Task statement: Write out all the material exactly. Leave nothing out.

Extracted material:
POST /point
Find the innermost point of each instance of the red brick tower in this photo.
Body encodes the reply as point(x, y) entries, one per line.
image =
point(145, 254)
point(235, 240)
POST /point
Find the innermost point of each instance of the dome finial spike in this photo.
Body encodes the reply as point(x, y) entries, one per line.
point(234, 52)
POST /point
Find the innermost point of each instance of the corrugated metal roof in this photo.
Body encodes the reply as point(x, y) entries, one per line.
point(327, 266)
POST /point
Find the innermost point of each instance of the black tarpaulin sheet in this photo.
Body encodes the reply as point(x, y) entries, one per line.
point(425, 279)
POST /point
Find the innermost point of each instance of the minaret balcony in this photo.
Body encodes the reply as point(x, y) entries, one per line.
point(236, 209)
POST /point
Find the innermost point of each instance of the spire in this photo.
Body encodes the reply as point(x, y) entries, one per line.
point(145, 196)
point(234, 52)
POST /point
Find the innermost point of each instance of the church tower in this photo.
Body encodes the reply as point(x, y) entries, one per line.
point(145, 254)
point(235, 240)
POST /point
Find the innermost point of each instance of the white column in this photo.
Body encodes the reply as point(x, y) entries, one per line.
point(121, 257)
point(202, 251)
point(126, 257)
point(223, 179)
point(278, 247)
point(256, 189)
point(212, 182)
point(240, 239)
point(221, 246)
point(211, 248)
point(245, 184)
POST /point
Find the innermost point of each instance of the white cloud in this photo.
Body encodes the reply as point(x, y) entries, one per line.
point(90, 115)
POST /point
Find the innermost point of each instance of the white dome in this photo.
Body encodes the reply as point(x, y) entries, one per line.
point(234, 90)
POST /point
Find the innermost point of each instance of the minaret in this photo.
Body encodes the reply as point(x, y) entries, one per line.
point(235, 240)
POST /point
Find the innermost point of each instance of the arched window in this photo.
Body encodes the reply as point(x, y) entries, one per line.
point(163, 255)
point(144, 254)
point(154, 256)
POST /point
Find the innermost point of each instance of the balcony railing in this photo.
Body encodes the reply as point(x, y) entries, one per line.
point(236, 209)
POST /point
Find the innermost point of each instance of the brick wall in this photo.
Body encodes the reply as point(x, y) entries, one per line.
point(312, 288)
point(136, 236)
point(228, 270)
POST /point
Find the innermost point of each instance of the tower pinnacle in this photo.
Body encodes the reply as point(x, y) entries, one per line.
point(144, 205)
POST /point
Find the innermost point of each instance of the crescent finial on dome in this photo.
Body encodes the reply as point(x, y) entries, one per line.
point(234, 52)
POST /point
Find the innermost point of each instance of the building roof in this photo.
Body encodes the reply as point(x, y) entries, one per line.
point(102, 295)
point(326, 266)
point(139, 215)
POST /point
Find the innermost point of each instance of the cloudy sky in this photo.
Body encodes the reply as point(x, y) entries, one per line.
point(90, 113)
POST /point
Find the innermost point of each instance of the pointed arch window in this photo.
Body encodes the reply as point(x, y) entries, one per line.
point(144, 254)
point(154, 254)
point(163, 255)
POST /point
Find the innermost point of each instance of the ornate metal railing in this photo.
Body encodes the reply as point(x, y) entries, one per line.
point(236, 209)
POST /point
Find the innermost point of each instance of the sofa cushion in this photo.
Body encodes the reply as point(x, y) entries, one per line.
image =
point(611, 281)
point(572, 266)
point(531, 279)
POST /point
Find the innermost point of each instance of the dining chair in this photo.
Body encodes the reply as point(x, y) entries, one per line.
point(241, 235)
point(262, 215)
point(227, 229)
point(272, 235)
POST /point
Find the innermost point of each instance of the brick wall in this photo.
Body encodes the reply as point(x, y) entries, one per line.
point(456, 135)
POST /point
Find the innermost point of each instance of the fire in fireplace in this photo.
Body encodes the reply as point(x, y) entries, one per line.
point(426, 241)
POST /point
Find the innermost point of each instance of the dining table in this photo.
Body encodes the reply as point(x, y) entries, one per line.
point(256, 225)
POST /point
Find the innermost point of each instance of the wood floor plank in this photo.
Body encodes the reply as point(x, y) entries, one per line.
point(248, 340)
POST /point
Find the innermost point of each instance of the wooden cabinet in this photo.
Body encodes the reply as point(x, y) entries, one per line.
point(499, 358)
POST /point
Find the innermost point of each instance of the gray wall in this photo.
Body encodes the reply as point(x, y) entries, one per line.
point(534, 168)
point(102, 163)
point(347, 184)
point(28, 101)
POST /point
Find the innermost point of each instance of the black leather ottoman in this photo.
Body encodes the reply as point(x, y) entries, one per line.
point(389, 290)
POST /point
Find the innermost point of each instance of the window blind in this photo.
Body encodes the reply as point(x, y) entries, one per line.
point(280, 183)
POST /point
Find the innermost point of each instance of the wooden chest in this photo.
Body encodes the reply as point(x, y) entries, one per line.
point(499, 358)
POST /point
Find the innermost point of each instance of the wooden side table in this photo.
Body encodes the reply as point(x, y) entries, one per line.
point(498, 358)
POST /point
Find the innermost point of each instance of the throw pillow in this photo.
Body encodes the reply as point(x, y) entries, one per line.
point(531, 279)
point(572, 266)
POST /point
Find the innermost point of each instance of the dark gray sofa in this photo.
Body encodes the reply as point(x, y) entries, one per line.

Response below:
POST /point
Find the innermost point of each instance of the red brick tower in this photo.
Body encodes the reply as point(x, y) entries, one per line.
image =
point(145, 254)
point(235, 240)
POST /point
Find the innermost point of each instance of the dome finial spike in this photo.
Body encodes the reply as point(x, y) entries, one per line.
point(234, 52)
POST /point
Find the innermost point of each instance of the corrugated metal roof in this photo.
Body encodes the reply as point(x, y) entries, one per line.
point(327, 266)
POST /point
Find the innermost point of each instance of the black tarpaulin sheet in this photo.
Body encodes the reply as point(x, y) entries, one per line.
point(425, 279)
POST /point
Find the innermost point of each instance of the minaret balcony in this photo.
Body encodes the reply as point(x, y) entries, one per line.
point(236, 209)
POST /point
Find the innermost point of each instance of the spire in this photo.
Body encodes the reply as point(x, y) entries, one per line.
point(145, 196)
point(234, 52)
POST /point
Find the innermost point of each instance of the church tower in this photo.
Body encodes the reply as point(x, y) entries, one per line.
point(145, 254)
point(235, 240)
POST /point
Find the innermost point of each instance of the white column in this photo.
Body encodes the reply as point(x, y) entries, one per line.
point(121, 257)
point(202, 251)
point(126, 257)
point(223, 179)
point(278, 247)
point(256, 189)
point(212, 182)
point(240, 239)
point(221, 246)
point(211, 248)
point(245, 184)
POST /point
Find the innermost point of each instance of the white cloud in this photo.
Body encodes the reply as point(x, y) entries, one per line.
point(90, 115)
POST /point
Find the innermost point of each instance of the white dome in this photo.
Body encodes the reply as point(x, y) entries, one per line.
point(234, 90)
POST /point
Find the innermost point of each instance of the minaret in this photo.
Body encodes the reply as point(x, y) entries, one per line.
point(235, 240)
POST /point
Find the innermost point of each instance of the arched window in this photo.
Body encodes the reply as point(x, y) entries, one per line.
point(163, 255)
point(144, 254)
point(154, 256)
POST /point
Find the innermost point of each instance of the balcony railing in this photo.
Body encodes the reply as point(x, y) entries, one per line.
point(236, 209)
POST /point
Find the innermost point of each instance of the brick wall in this photo.
Body encodes the reply as point(x, y) entries, one per line.
point(312, 288)
point(136, 236)
point(228, 270)
POST /point
Find the innermost point of each instance of the tower pinnacle in this photo.
Body encodes the reply as point(x, y) entries, one per line.
point(144, 205)
POST /point
Find the innermost point of each instance of the crescent finial on dome in this photo.
Body encodes the reply as point(x, y) entries, one per line.
point(234, 52)
POST /point
Find the innermost point of each instance of the building roof in this photo.
Body encodes the reply as point(x, y) entries, one per line.
point(102, 295)
point(326, 266)
point(139, 215)
POST /point
Find the innermost point of each instance of the cloudy sky in this photo.
Body encodes the reply as point(x, y) entries, one per line.
point(90, 113)
POST /point
Find the innermost point of each instance of the pointed arch window in this photo.
Body encodes the reply as point(x, y) entries, one per line.
point(144, 254)
point(154, 254)
point(163, 255)
POST /point
Find the innermost point of each instance of the ornate metal railing in this photo.
Body encodes the reply as point(x, y) entries, one per line.
point(236, 209)
POST /point
Find the innermost point of each instance of the sofa cushion in this photo.
Body encodes the reply as point(x, y) entries, one per line.
image =
point(611, 281)
point(572, 266)
point(531, 279)
POST /point
Find the innermost point of each instance of the dining chair in this photo.
Body encodes the reply as point(x, y) entries, one per line.
point(241, 235)
point(262, 215)
point(227, 229)
point(272, 235)
POST /point
Find the innermost point of each instance of the brick wall in this photo.
Body encodes the reply as point(x, y) entries, one per line.
point(456, 135)
POST /point
Find the innermost point of each instance of the fire in fireplace in this photo.
Body encodes the reply as point(x, y) entries, one per line.
point(426, 241)
POST /point
Find the innermost point of each instance of the dining table in this photo.
Body encodes the reply as point(x, y) entries, one per line.
point(256, 225)
POST /point
Find the innermost point of each instance of the wood floor plank in this photo.
Body encodes the reply as point(x, y) entries, one per line.
point(248, 340)
POST /point
Find the innermost point of each instance of the wooden cabinet in this photo.
Body encodes the reply as point(x, y) entries, one per line.
point(499, 358)
POST /point
Find the innermost point of each instance of the gray wall in this photo.
Body encodes the reply as point(x, y) entries, one per line.
point(534, 168)
point(102, 163)
point(347, 184)
point(28, 101)
POST /point
Find the innermost point of each instance of the black leather ottoman in this photo.
Body encodes the reply as point(x, y) entries, one per line.
point(389, 290)
POST /point
Find the innermost point of each instance of the window blind in this photo.
Body encodes the reply as point(x, y) entries, one per line.
point(280, 183)
POST /point
Find the innermost point of each instance of the wooden chest in this photo.
Body encodes the reply as point(x, y) entries, one per line.
point(499, 358)
POST /point
Find the innermost point of each instance of the wooden side table in this photo.
Body encodes the reply as point(x, y) entries, one per line.
point(498, 358)
POST /point
Find the innermost point of each instance of the throw pillow in this photo.
Body encodes the reply as point(x, y) entries, one per line.
point(531, 279)
point(572, 266)
POST /point
Find the innermost point of each instance of the dark gray sofa in this photo.
Body encodes the reply as point(x, y) entries, one per line.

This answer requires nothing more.